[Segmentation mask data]
-=-=-

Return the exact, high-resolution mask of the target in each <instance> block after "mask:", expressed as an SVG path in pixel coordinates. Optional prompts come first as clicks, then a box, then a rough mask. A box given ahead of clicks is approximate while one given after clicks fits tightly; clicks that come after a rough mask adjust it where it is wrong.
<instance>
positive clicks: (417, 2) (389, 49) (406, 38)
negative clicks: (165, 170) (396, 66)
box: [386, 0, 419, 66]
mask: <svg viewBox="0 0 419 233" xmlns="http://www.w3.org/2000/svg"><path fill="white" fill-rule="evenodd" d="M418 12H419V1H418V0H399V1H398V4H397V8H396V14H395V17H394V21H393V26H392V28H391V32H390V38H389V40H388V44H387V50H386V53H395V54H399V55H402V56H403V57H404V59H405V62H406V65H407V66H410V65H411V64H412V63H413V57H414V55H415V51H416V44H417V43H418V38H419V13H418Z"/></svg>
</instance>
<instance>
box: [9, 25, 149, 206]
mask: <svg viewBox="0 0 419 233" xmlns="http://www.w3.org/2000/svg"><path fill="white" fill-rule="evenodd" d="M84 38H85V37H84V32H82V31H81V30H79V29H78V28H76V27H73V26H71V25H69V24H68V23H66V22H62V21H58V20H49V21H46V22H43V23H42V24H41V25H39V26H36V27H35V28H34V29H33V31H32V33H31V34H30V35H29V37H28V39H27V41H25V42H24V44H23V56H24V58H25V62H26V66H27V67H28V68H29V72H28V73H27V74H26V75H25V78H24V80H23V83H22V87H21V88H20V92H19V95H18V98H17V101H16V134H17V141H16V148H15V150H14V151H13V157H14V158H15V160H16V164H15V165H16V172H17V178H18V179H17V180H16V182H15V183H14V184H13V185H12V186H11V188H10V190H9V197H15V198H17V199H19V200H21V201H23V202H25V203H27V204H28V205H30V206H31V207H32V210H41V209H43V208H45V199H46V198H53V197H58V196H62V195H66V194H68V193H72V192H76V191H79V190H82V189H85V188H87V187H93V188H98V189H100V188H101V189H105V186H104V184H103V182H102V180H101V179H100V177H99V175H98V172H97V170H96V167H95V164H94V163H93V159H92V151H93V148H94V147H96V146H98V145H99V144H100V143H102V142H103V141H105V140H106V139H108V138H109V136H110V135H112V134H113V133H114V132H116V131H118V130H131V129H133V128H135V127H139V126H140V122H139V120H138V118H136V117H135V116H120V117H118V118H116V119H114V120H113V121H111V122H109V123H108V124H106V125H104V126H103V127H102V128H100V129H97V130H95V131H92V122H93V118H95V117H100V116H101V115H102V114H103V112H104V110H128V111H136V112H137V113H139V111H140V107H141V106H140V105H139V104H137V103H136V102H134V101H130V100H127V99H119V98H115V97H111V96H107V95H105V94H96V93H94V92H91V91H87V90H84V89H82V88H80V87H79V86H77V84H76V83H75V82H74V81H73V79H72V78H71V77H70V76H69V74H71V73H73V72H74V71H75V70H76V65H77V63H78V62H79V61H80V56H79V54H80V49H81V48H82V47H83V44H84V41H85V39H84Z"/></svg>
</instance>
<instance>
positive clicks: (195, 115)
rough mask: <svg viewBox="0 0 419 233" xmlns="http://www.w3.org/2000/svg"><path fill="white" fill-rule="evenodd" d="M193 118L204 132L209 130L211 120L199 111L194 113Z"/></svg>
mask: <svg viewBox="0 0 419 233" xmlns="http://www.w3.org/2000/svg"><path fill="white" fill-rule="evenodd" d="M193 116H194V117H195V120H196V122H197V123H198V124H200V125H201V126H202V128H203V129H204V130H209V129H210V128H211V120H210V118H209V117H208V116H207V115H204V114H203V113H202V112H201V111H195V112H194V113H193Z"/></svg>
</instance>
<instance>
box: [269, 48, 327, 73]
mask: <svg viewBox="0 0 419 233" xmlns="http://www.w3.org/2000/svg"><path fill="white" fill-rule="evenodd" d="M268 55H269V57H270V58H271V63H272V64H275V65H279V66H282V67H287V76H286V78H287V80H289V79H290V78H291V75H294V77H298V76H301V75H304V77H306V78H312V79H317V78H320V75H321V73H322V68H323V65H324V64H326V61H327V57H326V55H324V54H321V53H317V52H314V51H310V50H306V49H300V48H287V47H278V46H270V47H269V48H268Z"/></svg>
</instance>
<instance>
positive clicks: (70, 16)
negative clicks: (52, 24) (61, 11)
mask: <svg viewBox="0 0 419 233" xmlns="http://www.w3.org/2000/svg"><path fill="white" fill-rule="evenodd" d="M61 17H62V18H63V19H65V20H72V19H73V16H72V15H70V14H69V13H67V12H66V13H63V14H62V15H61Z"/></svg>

-=-=-

- PROBLEM REQUIREMENTS
When you retype the entries above, keep every line identical to the source.

- ANSWER TO THE PROBLEM
Return the exact, high-resolution mask of the target in each <instance> block after "mask:", expressed as an SVG path in pixel coordinates. Optional prompts come first as clicks, then a box, then a rough mask. A box given ahead of clicks is approximate while one given after clicks fits tightly; clicks that come after a rough mask adjust it where it is wrong.
<instance>
positive clicks: (417, 2) (389, 49) (406, 38)
negative clicks: (165, 170) (396, 66)
box: [386, 0, 419, 66]
mask: <svg viewBox="0 0 419 233" xmlns="http://www.w3.org/2000/svg"><path fill="white" fill-rule="evenodd" d="M418 12H419V1H418V0H399V1H398V4H397V8H396V14H395V17H394V21H393V26H392V28H391V32H390V38H389V40H388V44H387V50H386V53H395V54H399V55H402V56H403V57H404V59H405V62H406V65H407V66H410V65H411V64H412V63H413V57H414V55H415V51H416V44H417V43H418V38H419V13H418Z"/></svg>
</instance>
<instance>
box: [9, 25, 149, 206]
mask: <svg viewBox="0 0 419 233" xmlns="http://www.w3.org/2000/svg"><path fill="white" fill-rule="evenodd" d="M84 38H85V37H84V32H82V31H81V30H79V29H78V28H76V27H73V26H71V25H69V24H68V23H66V22H62V21H58V20H49V21H46V22H43V23H42V24H41V25H39V26H36V27H35V28H34V29H33V31H32V33H31V34H30V35H29V37H28V39H27V41H25V42H24V44H23V56H24V58H25V62H26V66H27V67H28V68H29V72H28V73H27V74H26V75H25V78H24V80H23V83H22V87H21V88H20V92H19V95H18V98H17V101H16V134H17V141H16V148H15V150H14V151H13V157H14V158H15V160H16V164H15V165H16V172H17V178H18V179H17V180H16V182H15V183H14V184H13V185H12V186H11V188H10V190H9V197H15V198H17V199H19V200H21V201H23V202H25V203H27V204H28V205H30V206H31V207H32V210H41V209H43V208H45V199H46V198H53V197H58V196H62V195H66V194H68V193H72V192H76V191H79V190H82V189H85V188H87V187H93V188H98V189H100V188H101V189H105V186H104V184H103V182H102V180H101V179H100V177H99V175H98V172H97V170H96V167H95V164H94V163H93V159H92V151H93V148H94V147H96V146H98V145H99V144H100V143H102V142H103V141H105V140H106V139H108V138H109V136H110V135H112V134H113V133H114V132H116V131H118V130H131V129H133V128H135V127H139V126H140V122H139V120H138V118H136V117H135V116H120V117H118V118H116V119H114V120H113V121H111V122H109V123H108V124H106V125H104V126H103V127H102V128H100V129H97V130H95V131H92V122H93V118H95V117H100V116H101V115H102V114H103V112H104V110H128V111H136V112H137V113H139V111H140V107H141V106H140V105H139V104H137V103H136V102H134V101H130V100H127V99H119V98H115V97H111V96H107V95H105V94H96V93H94V92H91V91H87V90H84V89H82V88H80V87H79V86H77V84H76V83H75V82H74V81H73V79H72V78H71V77H70V76H69V74H71V73H73V72H74V71H75V70H76V65H77V63H78V62H79V61H80V56H79V54H80V49H81V48H82V47H83V44H84V41H85V39H84Z"/></svg>
</instance>
<instance>
positive clicks: (195, 115)
rough mask: <svg viewBox="0 0 419 233" xmlns="http://www.w3.org/2000/svg"><path fill="white" fill-rule="evenodd" d="M193 118L204 132L209 130L211 120L199 111L194 113Z"/></svg>
mask: <svg viewBox="0 0 419 233" xmlns="http://www.w3.org/2000/svg"><path fill="white" fill-rule="evenodd" d="M193 116H194V117H195V120H196V122H197V123H198V124H200V125H201V126H202V128H203V129H204V130H209V129H210V128H211V120H210V118H209V117H208V116H207V115H204V114H203V113H202V112H201V111H195V112H194V113H193Z"/></svg>
</instance>
<instance>
box: [269, 48, 327, 73]
mask: <svg viewBox="0 0 419 233" xmlns="http://www.w3.org/2000/svg"><path fill="white" fill-rule="evenodd" d="M268 55H269V57H270V58H271V63H272V64H275V65H279V66H282V67H287V76H286V78H287V80H289V79H290V78H291V75H294V77H298V76H301V75H304V77H306V78H312V79H317V78H320V75H321V73H322V68H323V65H324V64H326V61H327V57H326V55H324V54H321V53H317V52H314V51H310V50H306V49H300V48H287V47H278V46H270V47H269V48H268Z"/></svg>
</instance>
<instance>
positive clicks: (70, 16)
negative clicks: (52, 24) (61, 11)
mask: <svg viewBox="0 0 419 233" xmlns="http://www.w3.org/2000/svg"><path fill="white" fill-rule="evenodd" d="M61 17H62V18H63V19H65V20H72V19H73V16H72V15H70V14H69V13H67V12H66V13H63V14H62V15H61Z"/></svg>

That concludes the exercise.